Goal of the exercise
Please write out the listing below word for word. Leave the pictures out of your copy.

▽

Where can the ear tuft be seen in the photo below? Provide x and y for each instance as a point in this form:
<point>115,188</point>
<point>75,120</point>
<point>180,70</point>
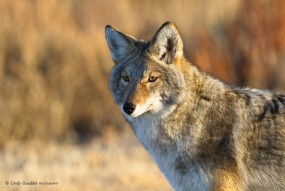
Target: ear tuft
<point>167,44</point>
<point>119,43</point>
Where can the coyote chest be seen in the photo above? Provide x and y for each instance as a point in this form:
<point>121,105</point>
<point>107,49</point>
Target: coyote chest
<point>202,133</point>
<point>165,154</point>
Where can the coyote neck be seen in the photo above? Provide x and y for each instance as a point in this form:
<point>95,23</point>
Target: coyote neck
<point>172,138</point>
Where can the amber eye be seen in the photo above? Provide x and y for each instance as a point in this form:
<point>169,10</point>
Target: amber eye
<point>152,79</point>
<point>126,78</point>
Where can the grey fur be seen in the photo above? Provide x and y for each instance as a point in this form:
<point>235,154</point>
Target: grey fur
<point>202,133</point>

△

Output of the exercise
Where can the ear tuft be seen in the photo below? Provide x and y for each instance as a point in this form:
<point>115,188</point>
<point>75,120</point>
<point>180,70</point>
Target: ear tuft
<point>167,44</point>
<point>119,43</point>
Where can the coyote chest be seen in the photo above? Provide x and y for each instance as a point in this form:
<point>121,105</point>
<point>107,49</point>
Target: coyote chest
<point>202,133</point>
<point>165,154</point>
Where can the coyote neck be seen in the photo above? Provide x and y for each instance as a point in this form:
<point>95,23</point>
Target: coyote neck
<point>172,138</point>
Where can the amber eye be seen in the photo above? Provide x and y for each instance as a point in this form:
<point>169,10</point>
Target: amber eye
<point>152,79</point>
<point>126,78</point>
Where can the grey fur be seen in the photo above? Provide x and y for each instance as a point in this form:
<point>235,154</point>
Target: grey fur
<point>202,133</point>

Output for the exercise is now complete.